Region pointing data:

────────

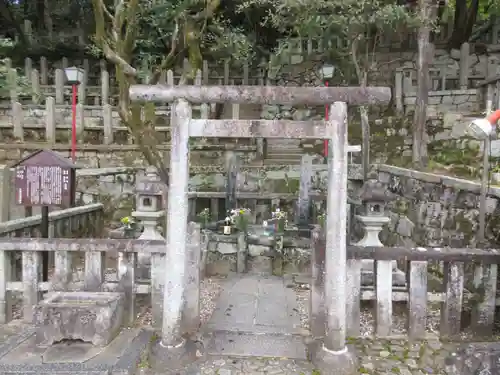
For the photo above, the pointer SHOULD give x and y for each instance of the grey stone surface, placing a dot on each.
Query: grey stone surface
(436, 210)
(253, 303)
(475, 359)
(342, 363)
(20, 355)
(88, 316)
(256, 316)
(253, 345)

────────

§ **What you are asked to do**
Please give every line above again word for word, apart from the pictures.

§ **Finished task**
For the photo above, the pointer SHOULD give x and y for each instance of the grey stone surface, placing a dot on each.
Query: grey stone surface
(436, 210)
(253, 303)
(475, 359)
(342, 363)
(20, 355)
(88, 316)
(256, 316)
(253, 345)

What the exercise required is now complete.